• [Task brief]: Without skipping anything, write out each record below exactly.

....................

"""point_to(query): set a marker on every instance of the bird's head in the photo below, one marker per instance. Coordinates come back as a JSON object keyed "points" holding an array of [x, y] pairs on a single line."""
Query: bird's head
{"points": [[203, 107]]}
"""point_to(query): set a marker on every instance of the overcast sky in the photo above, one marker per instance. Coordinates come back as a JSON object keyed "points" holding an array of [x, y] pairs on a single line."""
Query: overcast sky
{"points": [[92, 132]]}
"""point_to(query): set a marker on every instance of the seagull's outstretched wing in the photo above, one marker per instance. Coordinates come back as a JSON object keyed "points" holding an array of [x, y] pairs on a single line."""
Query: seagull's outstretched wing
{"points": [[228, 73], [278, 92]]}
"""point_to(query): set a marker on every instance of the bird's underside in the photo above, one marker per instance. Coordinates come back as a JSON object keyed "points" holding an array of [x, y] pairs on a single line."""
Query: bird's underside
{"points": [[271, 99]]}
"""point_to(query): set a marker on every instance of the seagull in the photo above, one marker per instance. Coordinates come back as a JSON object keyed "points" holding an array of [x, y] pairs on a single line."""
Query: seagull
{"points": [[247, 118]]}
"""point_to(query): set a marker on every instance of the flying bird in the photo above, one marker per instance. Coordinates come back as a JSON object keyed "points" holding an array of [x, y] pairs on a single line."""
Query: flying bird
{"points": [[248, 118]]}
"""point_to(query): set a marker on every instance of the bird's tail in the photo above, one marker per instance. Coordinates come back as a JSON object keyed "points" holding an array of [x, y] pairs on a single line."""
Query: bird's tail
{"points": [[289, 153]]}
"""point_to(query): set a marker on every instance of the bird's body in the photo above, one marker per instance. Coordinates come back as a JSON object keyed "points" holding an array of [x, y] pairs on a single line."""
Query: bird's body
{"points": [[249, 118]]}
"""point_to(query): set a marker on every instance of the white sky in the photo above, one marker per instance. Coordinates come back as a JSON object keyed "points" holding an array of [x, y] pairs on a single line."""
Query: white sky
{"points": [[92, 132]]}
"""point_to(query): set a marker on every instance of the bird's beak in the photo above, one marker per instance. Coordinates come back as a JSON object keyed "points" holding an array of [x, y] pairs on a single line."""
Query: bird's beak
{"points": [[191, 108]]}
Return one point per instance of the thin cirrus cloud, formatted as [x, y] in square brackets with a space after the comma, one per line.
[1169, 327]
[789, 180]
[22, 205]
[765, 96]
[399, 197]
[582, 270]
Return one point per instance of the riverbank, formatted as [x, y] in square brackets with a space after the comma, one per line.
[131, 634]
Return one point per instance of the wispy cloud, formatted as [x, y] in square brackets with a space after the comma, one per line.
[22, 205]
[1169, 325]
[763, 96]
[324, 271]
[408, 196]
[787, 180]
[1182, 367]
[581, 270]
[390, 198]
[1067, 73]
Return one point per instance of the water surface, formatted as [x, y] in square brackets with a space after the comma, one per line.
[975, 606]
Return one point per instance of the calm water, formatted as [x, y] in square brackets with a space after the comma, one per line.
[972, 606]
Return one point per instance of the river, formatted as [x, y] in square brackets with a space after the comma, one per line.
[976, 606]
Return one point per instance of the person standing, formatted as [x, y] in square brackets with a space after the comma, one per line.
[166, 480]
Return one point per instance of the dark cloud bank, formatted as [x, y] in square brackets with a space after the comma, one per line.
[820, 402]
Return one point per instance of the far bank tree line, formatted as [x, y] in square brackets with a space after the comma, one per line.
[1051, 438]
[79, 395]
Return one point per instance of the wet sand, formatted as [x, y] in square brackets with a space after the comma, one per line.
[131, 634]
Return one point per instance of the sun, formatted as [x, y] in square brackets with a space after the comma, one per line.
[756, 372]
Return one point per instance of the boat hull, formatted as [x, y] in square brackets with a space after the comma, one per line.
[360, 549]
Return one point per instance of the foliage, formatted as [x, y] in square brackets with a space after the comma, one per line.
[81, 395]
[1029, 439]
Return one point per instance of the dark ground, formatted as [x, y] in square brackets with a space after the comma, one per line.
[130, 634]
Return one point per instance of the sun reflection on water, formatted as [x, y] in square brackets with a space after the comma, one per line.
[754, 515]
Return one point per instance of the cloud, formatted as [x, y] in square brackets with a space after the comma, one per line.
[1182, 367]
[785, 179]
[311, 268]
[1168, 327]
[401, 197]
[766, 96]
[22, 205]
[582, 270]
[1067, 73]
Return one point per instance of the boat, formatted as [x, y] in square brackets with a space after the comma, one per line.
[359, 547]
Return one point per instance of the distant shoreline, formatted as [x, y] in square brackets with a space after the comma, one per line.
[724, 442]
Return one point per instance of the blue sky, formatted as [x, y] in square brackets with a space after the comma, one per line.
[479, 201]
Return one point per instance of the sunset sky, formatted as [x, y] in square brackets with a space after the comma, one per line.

....................

• [Exercise response]:
"""point_to(query): set a marker on every instance of the bird's head in the photo below, one marker per instance. Coordinates come back as a JSON object keyed "points" holding an array of [x, y] pairs on a single line."""
Query: bird's head
{"points": [[203, 107]]}
"""point_to(query): set a marker on every instance of the overcast sky in the photo above, one marker per instance. Coordinates come back as a JSON object keyed "points" holding an array of [x, y] pairs on a single line."""
Query: overcast sky
{"points": [[92, 132]]}
"""point_to(query): set a marker on every instance of the seagull's outstretched wing in the photo above, one marker per instance. Coordinates come back as a JSON object keyed "points" holding an array of [x, y] pairs on a single line."""
Query: seagull's outstretched wing
{"points": [[228, 73], [278, 92]]}
"""point_to(query): set a marker on every instance of the bird's underside in the photo above, one marker per instance. Coordinates come back as a JSON object keyed "points" holding an array of [x, y] pairs on a single line."""
Query: bird's underside
{"points": [[271, 99]]}
"""point_to(query): set a marker on every instance of the seagull in the photo above, one marker per instance. Coordinates come back as a JSON object keyed "points" holding an array of [x, y] pairs on a single line."""
Query: seagull
{"points": [[247, 118]]}
"""point_to(query): set a marker on every instance of the flying bird in the photo above, one marker per instance. Coordinates come back as a JSON object keyed "points" holding an array of [x, y] pairs on a single line."""
Query: flying bird
{"points": [[248, 118]]}
"""point_to(query): set a marker on every instance of the bird's tail in the photo above, one marker per instance. Coordinates come back as a JSON object keyed "points" holding an array of [x, y] pairs on a single line."""
Query: bird's tail
{"points": [[289, 153]]}
"""point_to(query): set a marker on every instance of the bird's body in the photo above, one marker per instance. Coordinates come back as a JSON object keyed "points" holding an array of [x, y] pairs on a single line."""
Query: bird's body
{"points": [[249, 118]]}
"""point_to(query): set a marker on every instance of the white sky in the photo above, one marker per instance. Coordinates come back as a JSON object keyed "points" holding an array of [x, y] pairs on a single line."""
Query: white sky
{"points": [[92, 132]]}
"""point_to(query): set a marker on every instance of the bird's beak in the photo above, one marker per instance. Coordinates come back as a JSON object keyed "points" holding an array of [x, y] pairs on a single line."""
Query: bird's beak
{"points": [[191, 108]]}
Return one point per instance of the thin cirrus cloud, formatted as [x, y] in square brackets with a space after the comma, one per line.
[1169, 327]
[789, 180]
[22, 205]
[765, 96]
[399, 197]
[582, 270]
Return one point per instance of the riverbank, formatted as [x, y] in square brackets with a space after the comma, one per line.
[131, 634]
Return one point per instance of the wispy cloud, formatted as [x, y] in square brackets with a space after the comma, one per line.
[22, 205]
[1169, 325]
[763, 96]
[324, 271]
[408, 196]
[787, 180]
[1182, 367]
[581, 270]
[390, 198]
[1067, 73]
Return one point per instance of the water surface, formatted as [x, y] in square brackets with a space after the comma, one per line.
[975, 606]
Return one point per instance of the calm water, formatted as [x, y] in square brackets with a space after the comma, one per line.
[972, 606]
Return one point per instance of the river, formatted as [x, y] in square brackets with a space after the comma, one per line.
[976, 606]
Return one point per instance of the person standing, formatted as [x, y] in square brackets with a space after the comma, one per line.
[166, 480]
Return one point per instance of the dark cloud bank, formatted as [x, y] in square brackets with a space after the comma, one per line.
[820, 402]
Return one point per instance of the far bank tree line, formatted as [x, y] in square brackets with a space after the comma, one per line.
[1051, 438]
[79, 395]
Return one point per instance of the wet sand, formatted as [x, y] in square brackets with a space after the comma, one per line.
[131, 634]
Return one point per instance of the sun, formatted as [x, y] in square brackets with a space after the comma, one per line.
[756, 372]
Return one point per instance of the boat hull, formatted as [x, y] in square brackets with a space after the comma, one per line.
[360, 549]
Return one point per instance of the foliage, formatted as [x, y] in square brackets with a space after the comma, one per line.
[81, 395]
[1029, 439]
Return one point per instance of the dark ground, formatted as [x, y] in square brackets with a space after the comma, one per line.
[130, 634]
Return one point per instance of the sun reflection on water, formatted as [x, y] in square brackets with a space after the comma, one per line.
[754, 515]
Return one point per instance of the cloud, formatted as [x, y] in square brackets with a space after the comma, one per line.
[1182, 367]
[785, 179]
[311, 268]
[1168, 327]
[401, 197]
[766, 96]
[22, 205]
[582, 270]
[1067, 73]
Return one point per instance of the boat, formatted as [x, y] in square brackets with a space after the comma, one per line.
[359, 547]
Return one point per instance of the distant shoreline, formatted as [x, y] in square brackets with a space after the comma, one per line.
[724, 442]
Return one point per instance of the blue sky, formatted as [x, y] in square brackets with a space after the comma, one per line.
[479, 201]
Return one point per instance of the sunset sky, formatted as [x, y] in square brackets with a space after the comma, one per line.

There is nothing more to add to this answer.